:: EXTRACT ::
US envoy Taylor says antisemitism is like a submerged submarine ready to rise - exclusive interview

US Ambassador Michele Taylor leads efforts against antisemitism at the UN following Hamas’s October 7 attack on Israel.

 People waving Nazi swastika flags argue with conservatives during a protest outside the Tampa Convention Center, where Turning Point USA's (TPUSA) Student Action Summit (SAS) is being held, in Tampa, Florida, U.S. July 23, 2022.  (photo credit: REUTERS/MARCO BELLO)
People waving Nazi swastika flags argue with conservatives during a protest outside the Tampa Convention Center, where Turning Point USA's (TPUSA) Student Action Summit (SAS) is being held, in Tampa, Florida, U.S. July 23, 2022.
(photo credit: REUTERS/MARCO BELLO)

From the start, as the child and grandchild of Holocaust survivors, US Ambassador to the United Nations Human Rights Council Michèle Taylor had feared an antisemitic backlash from the Hamas-led invasion of Israel on October 7, despite the horrific nature of the attack that included rape and dismemberment.

:: SUPPLIED ENTRIES ::

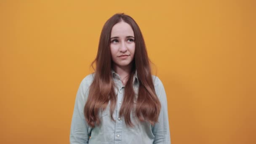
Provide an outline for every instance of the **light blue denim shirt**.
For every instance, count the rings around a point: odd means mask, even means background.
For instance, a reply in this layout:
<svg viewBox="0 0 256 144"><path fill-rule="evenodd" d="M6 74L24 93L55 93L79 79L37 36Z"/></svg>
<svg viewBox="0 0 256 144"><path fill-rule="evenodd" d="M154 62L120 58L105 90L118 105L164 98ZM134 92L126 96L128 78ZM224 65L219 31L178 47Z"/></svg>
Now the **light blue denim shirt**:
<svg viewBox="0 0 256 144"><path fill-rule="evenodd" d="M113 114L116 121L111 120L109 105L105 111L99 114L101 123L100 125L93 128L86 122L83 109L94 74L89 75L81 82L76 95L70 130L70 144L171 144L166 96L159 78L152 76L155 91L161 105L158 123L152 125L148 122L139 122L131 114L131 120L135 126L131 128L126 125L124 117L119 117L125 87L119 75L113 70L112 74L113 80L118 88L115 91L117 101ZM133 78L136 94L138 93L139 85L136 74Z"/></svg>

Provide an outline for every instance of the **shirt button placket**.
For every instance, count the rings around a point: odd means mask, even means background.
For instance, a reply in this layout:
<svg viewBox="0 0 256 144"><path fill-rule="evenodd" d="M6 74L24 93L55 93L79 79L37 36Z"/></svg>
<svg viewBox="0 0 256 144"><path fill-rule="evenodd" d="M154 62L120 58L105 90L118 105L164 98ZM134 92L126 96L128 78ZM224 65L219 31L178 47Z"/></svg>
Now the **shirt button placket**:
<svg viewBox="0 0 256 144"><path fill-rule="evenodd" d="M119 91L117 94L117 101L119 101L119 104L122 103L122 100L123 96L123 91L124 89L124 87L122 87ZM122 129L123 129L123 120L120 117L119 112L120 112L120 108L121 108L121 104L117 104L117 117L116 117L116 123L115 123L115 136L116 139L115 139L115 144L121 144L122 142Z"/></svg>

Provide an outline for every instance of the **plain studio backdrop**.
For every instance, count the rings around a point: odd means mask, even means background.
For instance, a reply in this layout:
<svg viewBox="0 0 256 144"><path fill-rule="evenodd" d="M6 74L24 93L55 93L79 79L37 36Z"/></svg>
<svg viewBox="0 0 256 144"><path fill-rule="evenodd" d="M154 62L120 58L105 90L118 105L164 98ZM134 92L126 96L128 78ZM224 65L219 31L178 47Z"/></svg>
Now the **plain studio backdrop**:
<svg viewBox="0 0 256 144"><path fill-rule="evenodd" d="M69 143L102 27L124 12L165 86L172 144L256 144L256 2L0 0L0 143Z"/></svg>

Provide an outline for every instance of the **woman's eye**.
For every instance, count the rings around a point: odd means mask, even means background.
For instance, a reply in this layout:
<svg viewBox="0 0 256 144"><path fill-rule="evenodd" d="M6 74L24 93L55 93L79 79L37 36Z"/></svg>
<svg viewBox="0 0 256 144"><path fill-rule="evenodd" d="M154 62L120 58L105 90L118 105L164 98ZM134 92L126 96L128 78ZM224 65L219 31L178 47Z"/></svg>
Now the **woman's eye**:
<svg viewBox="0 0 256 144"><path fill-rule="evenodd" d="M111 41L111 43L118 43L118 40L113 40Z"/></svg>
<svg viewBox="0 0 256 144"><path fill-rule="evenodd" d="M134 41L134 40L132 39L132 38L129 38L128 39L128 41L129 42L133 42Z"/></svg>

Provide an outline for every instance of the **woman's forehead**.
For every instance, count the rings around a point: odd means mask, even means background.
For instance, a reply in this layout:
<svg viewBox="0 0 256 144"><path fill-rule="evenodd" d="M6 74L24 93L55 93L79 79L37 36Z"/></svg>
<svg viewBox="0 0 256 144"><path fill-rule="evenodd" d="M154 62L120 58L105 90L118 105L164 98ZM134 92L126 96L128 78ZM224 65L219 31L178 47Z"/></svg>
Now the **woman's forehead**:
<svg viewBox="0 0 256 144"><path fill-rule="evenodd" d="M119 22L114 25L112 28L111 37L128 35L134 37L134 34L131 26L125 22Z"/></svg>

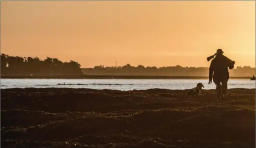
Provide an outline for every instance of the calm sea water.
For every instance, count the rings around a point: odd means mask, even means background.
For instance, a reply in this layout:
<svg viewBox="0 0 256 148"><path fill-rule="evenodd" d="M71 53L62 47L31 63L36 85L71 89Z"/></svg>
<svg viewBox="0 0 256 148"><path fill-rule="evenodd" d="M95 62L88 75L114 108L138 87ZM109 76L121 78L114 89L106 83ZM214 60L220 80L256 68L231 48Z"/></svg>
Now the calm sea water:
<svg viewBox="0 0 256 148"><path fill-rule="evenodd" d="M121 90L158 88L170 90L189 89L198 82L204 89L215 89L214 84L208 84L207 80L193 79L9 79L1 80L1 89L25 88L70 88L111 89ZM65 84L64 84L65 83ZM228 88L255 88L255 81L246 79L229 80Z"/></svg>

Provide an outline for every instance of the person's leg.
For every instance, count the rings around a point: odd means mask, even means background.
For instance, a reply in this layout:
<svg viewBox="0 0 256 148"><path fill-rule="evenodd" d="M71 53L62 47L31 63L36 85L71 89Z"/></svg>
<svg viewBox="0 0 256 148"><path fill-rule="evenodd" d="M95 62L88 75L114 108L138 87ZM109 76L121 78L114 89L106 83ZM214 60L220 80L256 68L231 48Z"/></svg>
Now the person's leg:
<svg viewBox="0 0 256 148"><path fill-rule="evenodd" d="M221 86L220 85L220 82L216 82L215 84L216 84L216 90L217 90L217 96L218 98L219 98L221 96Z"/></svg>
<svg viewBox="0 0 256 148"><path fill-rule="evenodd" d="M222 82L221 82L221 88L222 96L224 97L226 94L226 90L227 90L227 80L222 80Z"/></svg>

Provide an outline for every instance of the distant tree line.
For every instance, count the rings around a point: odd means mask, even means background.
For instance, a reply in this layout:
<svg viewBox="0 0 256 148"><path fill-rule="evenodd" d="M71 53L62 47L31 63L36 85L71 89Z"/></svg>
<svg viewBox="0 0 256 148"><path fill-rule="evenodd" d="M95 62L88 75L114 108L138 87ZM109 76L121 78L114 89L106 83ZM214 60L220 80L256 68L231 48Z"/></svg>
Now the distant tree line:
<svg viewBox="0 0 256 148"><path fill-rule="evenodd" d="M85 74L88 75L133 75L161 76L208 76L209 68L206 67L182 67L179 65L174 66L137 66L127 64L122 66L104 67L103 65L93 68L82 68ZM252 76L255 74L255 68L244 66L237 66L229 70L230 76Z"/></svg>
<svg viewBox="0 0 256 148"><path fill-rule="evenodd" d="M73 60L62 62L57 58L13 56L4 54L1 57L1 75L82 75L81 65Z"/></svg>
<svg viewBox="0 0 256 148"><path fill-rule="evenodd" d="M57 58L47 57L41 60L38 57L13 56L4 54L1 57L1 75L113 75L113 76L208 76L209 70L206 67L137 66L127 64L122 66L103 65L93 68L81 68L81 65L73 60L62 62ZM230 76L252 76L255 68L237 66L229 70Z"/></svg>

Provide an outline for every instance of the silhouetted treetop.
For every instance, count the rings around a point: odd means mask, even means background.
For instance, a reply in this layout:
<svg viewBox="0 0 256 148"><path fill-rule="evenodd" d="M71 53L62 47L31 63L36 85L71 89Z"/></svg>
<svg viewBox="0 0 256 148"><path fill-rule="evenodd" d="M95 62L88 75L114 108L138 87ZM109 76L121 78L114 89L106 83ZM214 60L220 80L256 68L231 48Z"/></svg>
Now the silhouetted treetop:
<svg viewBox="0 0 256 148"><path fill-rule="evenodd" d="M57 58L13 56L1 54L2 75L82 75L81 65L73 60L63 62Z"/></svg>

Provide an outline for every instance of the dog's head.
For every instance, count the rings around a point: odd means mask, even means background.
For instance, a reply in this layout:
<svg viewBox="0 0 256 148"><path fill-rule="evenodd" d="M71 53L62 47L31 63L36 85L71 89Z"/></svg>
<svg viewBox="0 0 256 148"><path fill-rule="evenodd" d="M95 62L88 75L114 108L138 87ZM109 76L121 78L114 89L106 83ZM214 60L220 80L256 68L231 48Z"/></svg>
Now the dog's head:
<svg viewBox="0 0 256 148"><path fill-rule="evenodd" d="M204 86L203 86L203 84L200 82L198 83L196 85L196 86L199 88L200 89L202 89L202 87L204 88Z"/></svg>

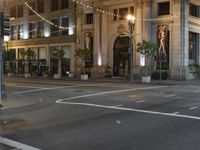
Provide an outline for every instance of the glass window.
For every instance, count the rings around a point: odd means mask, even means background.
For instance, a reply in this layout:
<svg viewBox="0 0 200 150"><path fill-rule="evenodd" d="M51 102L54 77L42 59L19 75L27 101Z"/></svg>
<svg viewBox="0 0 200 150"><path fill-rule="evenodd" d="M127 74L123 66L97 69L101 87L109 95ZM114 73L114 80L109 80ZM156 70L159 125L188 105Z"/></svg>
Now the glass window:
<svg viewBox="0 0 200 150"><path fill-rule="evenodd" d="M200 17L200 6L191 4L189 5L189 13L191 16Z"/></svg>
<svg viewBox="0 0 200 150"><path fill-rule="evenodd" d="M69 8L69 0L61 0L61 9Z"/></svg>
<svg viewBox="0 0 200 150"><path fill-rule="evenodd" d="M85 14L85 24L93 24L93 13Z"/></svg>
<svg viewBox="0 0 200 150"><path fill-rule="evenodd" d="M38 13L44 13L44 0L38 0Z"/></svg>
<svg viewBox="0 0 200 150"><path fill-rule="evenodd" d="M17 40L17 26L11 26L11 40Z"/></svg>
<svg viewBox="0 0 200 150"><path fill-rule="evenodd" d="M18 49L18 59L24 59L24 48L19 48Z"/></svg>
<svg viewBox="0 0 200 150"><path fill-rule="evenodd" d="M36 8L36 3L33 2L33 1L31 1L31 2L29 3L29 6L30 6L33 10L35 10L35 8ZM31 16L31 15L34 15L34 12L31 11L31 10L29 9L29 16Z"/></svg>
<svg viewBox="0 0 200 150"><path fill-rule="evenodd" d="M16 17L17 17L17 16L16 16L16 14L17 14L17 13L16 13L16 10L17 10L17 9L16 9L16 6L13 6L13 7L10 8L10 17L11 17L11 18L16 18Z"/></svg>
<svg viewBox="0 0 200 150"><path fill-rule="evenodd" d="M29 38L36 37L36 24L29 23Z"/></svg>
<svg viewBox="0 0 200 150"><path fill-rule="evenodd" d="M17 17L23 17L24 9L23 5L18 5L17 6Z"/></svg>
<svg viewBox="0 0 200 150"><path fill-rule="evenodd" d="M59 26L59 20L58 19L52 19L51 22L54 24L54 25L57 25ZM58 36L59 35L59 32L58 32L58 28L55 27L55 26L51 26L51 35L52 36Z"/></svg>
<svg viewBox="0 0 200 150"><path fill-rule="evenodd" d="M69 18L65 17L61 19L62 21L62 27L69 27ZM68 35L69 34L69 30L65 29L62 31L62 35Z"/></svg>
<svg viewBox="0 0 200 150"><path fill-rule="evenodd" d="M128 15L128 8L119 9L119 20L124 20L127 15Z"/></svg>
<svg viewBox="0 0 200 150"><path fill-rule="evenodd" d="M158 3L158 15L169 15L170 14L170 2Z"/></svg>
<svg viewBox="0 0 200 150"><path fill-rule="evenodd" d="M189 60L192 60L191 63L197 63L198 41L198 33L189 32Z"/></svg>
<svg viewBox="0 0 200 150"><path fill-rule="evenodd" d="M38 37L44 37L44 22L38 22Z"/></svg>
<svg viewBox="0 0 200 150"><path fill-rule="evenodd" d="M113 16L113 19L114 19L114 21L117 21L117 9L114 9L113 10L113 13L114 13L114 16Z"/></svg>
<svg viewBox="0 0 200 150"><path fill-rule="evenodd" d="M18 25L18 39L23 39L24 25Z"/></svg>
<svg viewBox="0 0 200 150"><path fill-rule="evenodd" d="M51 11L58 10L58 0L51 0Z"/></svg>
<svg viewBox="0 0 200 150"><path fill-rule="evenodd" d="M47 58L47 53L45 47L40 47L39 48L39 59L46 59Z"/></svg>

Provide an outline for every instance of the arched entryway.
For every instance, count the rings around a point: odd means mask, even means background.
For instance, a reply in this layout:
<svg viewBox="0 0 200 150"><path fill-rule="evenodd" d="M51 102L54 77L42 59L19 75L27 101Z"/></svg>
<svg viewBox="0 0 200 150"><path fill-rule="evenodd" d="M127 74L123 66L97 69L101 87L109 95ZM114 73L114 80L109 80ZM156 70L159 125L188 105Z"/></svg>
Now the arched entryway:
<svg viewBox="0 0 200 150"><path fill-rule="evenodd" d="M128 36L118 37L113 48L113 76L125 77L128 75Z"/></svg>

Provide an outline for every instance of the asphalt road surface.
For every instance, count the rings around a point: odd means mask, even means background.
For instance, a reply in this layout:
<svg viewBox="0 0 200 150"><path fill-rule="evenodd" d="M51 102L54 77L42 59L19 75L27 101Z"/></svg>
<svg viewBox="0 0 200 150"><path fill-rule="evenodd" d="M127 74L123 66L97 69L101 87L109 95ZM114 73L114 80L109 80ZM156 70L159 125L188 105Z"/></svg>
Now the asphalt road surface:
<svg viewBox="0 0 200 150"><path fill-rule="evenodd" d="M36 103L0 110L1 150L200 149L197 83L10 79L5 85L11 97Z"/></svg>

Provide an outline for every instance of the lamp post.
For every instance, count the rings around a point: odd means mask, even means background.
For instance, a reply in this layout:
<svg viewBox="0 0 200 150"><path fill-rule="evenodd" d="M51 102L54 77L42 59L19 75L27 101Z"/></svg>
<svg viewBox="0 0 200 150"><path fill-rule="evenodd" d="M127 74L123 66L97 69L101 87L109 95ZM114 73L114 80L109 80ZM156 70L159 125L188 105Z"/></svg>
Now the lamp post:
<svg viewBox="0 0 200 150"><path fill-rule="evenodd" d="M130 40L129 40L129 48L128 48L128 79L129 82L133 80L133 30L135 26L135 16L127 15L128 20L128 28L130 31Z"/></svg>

:: YOUR TASKS ::
[1] Rewrite the paragraph of the article beginning "From the start, as the child" as one shorter sentence, keeping its main facts.
[2] Find each line of the records containing the word "calm" and copy those lines.
The article and the records have no connection to each other.

:: ANSWERS TO THE EXERCISES ::
[1] Michèle Taylor, US Ambassador to the UN Human Rights Council and the child and grandchild of Holocaust survivors, had feared from the start that the Hamas-led invasion of Israel on October 7 would bring an antisemitic backlash, despite the attack's horrific nature, which included rape and dismemberment.

[2]
Provide an outline for every instance of the calm sea water.
Now the calm sea water:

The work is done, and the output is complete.